▶ [Tarefas e exercícios]:
a) No texto sobre o projecto de Mário Vitória, o que revelaram as autópsias sobre a morte dos equilíbrios?
b) Indique se cada afirmação concorda com o texto sobre o projecto de Mário Vitória, respondendo sim ou não e citando as palavras do texto que decidem: (i) a modernidade ocidental nasceu mal temperada; (ii) sabe-se com exatidão quando aconteceu a tragédia; (iii) no aterro caótico da humanidade de Mário Vitória, alguém consegue salvar-se.
c) Escreva a continuação do texto sobre o projecto de Mário Vitória a partir da última frase apresentada.

▶ [Secção de texto]:
──────────────────────────────
Morreram os equilíbrios, as justas medidas, as vias per mezzo, os in medium est virtus, as cabeça-posta-e-rabo, os com-peso-e-medida. As autópsias revelaram que foi por uma overdose de coerência mal temperada. Não se sabe se a tragédia aconteceu há muito ou há instantes nem é improvável que os relatórios das autópsias não estejam tão mortos quanto os seus objectos e pelas mesmas causas. Sabe-se apenas que a modernidade ocidental nasceu mal temperada e que, por isso, privada de equilíbrios, procurou disfarçar essa privação com desequilíbrios que supostamente se neutralizam ou compensam (matança de índios e acumulação infinita de riqueza, poupança de índios e escravização de africanos, exploração ilimitada de recursos e destruição da natureza, trabalho exaustivo e desemprego exaustivo, fome e obesidade, eternidade e falta de tempo, desassossego e ansiolíticos, cansaço acumulado e cremes de beleza, sedentarismo e ginásio, controle remoto e descontrole próximo). Como não se sabe nem quando nem como tudo isto aconteceu e nem sequer se pode confiar nas autópsias, talvez a única solução esclarecedora seja uma overdose que funcione como antídoto, um veneno administrado às cegas para ver se dele sai alguma luz. É este o projecto de Mário Vitória.

A humanidade em Mário Vitória é uma amálgama de estilhaços  humanos, sub-humanos, não-humanos atirados para um aterro caótico onde ninguém se salva mesmo se puder. A turbulência das escalas, o colapso das expectativas, a interrupção das narrativas, a ecologia dos géneros dissonantes, o esventramento da ordem são os instrumentos ao serviço da maestria com que Mário Vitória diz não à tradição que o trouxe até aqui e diz sim a tudo o resto, sem saber se o resto ainda é passado ou já é futuro.  É, por isso, também uma amálgama de ausências que saltam à vista desarmada: Goyas, Dalis, Almadas, Alices-in-the-Wonderland, Bacons, Brechts, Quixotes, Schuitens e mil outras BDs, todos eles desfeitos num gozo dissoluto, o gozo de finalmente serem o que sempre quiseram ser e nunca puderam ser enquanto foram o que foram. Tudo muito para além do só-não-vale-tirar-olhos porque não há sequer cabeças, pelo menos cabeças no lugar de cabeças ou a funcionar como tal.
──────────────────────────────
▶ [Itens extraídos]:
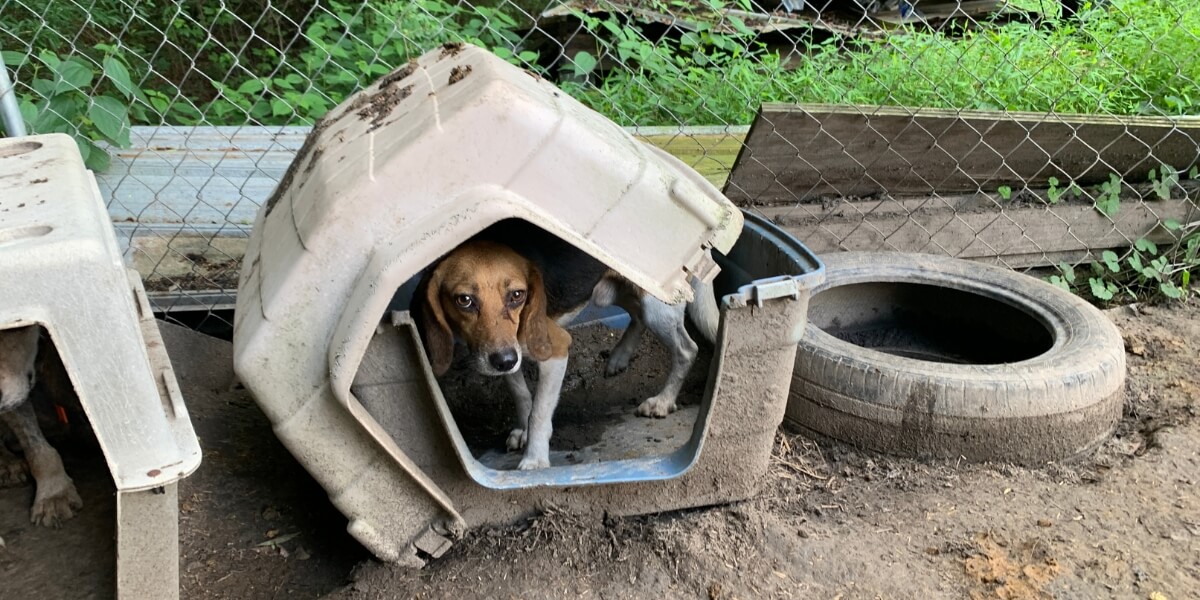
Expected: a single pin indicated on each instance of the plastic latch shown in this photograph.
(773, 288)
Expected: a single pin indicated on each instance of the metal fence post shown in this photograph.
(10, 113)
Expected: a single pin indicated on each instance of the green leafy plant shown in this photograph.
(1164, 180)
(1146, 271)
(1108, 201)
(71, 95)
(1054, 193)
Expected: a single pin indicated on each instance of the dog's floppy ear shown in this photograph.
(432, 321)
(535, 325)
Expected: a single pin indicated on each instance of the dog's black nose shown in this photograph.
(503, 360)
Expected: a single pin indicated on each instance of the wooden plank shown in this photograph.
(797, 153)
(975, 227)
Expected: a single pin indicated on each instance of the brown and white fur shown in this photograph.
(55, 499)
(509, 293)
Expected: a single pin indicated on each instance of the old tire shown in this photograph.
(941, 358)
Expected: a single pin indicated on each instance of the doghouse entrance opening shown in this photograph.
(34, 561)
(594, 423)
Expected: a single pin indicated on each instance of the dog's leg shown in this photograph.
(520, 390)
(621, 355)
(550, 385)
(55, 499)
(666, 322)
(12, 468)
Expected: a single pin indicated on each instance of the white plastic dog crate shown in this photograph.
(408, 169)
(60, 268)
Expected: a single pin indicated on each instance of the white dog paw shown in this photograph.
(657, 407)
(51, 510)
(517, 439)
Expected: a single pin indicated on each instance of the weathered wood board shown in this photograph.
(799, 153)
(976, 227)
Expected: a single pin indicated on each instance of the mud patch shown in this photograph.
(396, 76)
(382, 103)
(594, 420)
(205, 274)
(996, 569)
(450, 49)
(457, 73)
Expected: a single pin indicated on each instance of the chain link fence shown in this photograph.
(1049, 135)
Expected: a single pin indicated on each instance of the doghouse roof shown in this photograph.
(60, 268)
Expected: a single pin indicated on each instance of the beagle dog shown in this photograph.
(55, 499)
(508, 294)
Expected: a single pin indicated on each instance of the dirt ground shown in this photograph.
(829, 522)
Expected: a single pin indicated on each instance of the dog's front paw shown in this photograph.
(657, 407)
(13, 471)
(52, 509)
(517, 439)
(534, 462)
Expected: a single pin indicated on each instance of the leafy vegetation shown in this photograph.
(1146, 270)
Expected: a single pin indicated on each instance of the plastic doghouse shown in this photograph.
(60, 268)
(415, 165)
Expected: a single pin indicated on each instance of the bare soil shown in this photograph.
──────────────────────────────
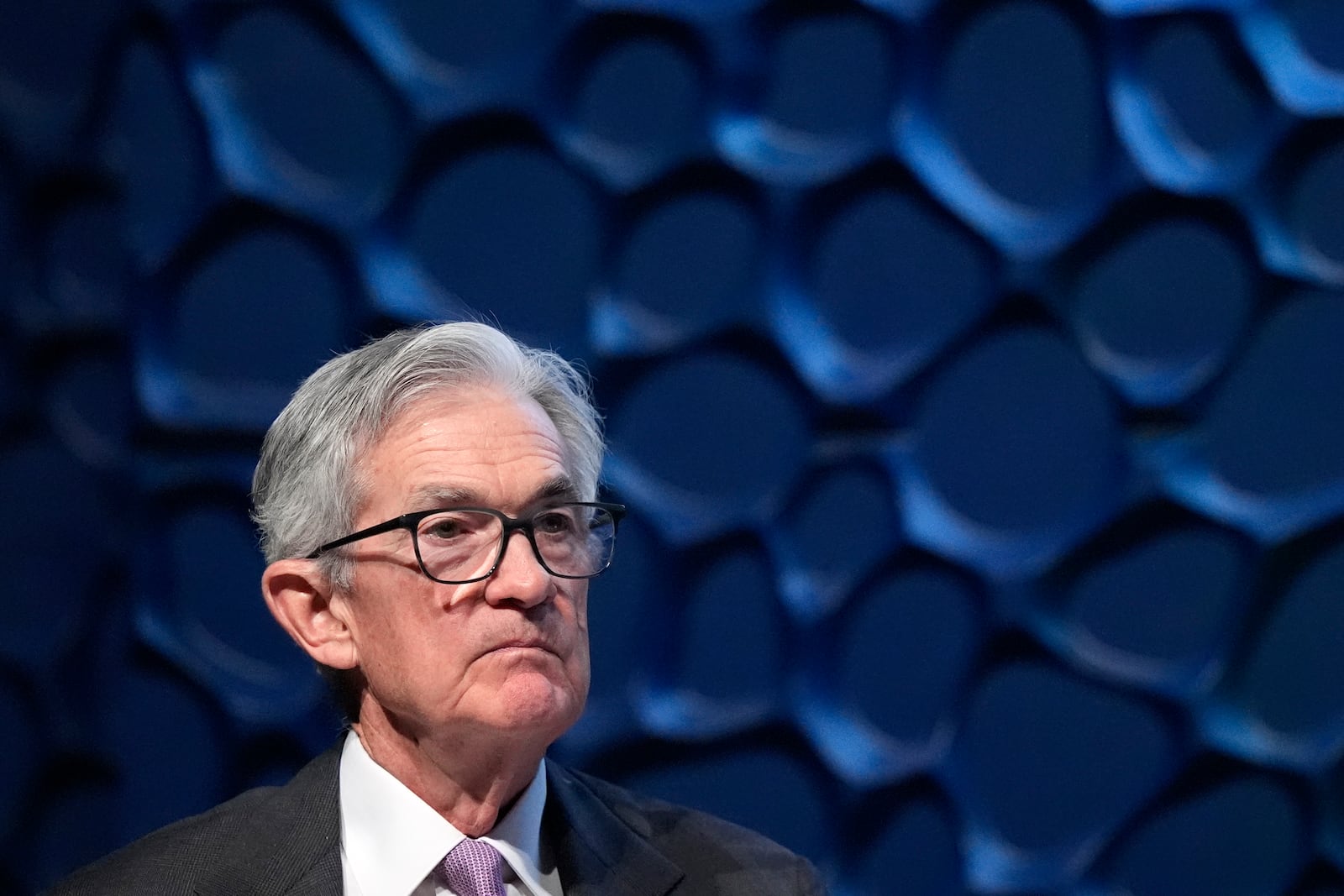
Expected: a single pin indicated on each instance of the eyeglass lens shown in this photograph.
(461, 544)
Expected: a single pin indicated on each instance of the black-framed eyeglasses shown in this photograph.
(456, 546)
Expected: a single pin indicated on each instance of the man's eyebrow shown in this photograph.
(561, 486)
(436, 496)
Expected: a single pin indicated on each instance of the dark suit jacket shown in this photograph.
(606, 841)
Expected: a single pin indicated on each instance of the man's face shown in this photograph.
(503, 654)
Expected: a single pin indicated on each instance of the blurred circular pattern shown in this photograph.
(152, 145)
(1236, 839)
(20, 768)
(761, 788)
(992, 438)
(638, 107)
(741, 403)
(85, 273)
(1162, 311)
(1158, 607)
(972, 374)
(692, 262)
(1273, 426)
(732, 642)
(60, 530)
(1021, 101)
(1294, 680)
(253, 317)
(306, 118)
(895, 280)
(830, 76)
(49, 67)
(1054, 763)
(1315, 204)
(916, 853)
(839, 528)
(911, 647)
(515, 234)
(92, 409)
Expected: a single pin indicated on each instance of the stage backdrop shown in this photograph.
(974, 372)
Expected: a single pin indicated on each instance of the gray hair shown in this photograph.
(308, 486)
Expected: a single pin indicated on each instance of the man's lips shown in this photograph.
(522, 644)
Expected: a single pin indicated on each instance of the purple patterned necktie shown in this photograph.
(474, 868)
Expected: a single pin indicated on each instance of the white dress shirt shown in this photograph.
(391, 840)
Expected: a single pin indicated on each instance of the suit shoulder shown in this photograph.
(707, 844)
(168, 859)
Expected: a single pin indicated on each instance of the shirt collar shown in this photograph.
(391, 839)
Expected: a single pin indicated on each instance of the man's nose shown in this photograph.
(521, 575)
──────────────────────────────
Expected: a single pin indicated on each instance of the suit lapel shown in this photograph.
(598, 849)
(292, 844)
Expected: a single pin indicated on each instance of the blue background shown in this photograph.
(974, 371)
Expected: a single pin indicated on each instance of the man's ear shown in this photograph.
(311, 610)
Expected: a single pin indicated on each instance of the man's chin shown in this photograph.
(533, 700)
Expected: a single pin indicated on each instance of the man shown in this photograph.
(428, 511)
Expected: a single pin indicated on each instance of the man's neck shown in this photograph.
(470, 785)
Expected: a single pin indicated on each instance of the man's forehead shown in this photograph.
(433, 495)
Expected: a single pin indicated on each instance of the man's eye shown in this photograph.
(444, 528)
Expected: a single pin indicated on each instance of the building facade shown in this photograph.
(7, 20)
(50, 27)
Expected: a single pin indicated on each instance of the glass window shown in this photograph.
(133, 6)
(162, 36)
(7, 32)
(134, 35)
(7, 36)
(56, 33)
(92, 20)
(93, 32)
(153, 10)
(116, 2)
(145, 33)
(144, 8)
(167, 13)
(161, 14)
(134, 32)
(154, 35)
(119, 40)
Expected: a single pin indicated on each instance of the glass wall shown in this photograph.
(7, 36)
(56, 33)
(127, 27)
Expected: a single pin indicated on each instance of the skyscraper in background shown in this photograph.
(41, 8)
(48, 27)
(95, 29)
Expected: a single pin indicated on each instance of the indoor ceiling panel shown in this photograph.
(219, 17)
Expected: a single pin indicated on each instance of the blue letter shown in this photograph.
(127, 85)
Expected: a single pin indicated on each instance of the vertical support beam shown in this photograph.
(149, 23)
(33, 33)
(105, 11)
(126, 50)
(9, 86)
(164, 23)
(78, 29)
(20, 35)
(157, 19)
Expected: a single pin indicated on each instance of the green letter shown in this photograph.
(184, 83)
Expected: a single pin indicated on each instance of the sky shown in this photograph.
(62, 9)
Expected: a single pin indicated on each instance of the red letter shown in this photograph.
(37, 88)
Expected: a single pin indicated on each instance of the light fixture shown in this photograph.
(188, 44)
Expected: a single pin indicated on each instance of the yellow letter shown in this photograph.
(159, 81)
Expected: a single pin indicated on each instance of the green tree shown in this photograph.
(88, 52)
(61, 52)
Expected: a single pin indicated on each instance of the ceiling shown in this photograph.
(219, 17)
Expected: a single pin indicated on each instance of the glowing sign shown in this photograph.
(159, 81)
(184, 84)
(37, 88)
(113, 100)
──────────────────────────────
▶ [Respostas por ordem]:
a) Revelaram que os equilíbrios morreram por uma overdose de coerência mal temperada.

b)
(i) Sim: «a modernidade ocidental nasceu mal temperada».
(ii) Não: «Não se sabe se a tragédia aconteceu há muito ou há instantes».
(iii) Não: «onde ninguém se salva mesmo se puder».

c)
As obsessões de Mário Vitória são tão sedutoras quanto destrutivas. São o testemunho de que a arte é o único lugar na modernidade ocidental onde os desequilíbrios se equilibram. É preciso ser deshumanamente forte para entrar no mundo de Mário e sair vivo. É preciso ser deshumanamente  fraco para não querer entrar no mundo de Mário por medo de não sair vivo. É preciso ser humanamente humano para não ter nem a opção de entrar (porque sempre se esteve lá) nem a opção de sair (porque não se sai quando não há onde para onde sair). Mas que ninguém ouse esquecer que é estilhaço e aos estilhaços há-de voltar.

Mário é um MC, um mestre de cerimónias que tanto pode ser para rappers como para recepções a embaixadores e outras inutilidades com charme. Arrumador exímio de loucuras, apresenta-as em series tão incessantes que mais parecem normalidades avulsas deambulando pelos centros comerciais do subterrâneo. Arruma as loucuras onde não é permitido pelas autoridades, certo que lhes sobreviverá tal como o mundo sobrevive a todos nós. Só nós é que não sobrevivemos a nós próprios. E isso também o Mário sabe. Daí que entregue à arte a missão gigantesca de lhe permitir escapar a devoração de si próprio enquanto pinta e desenha.

A modernidade ocidental ainda se vai arrepender de ter dado à luz um artista deste calibre.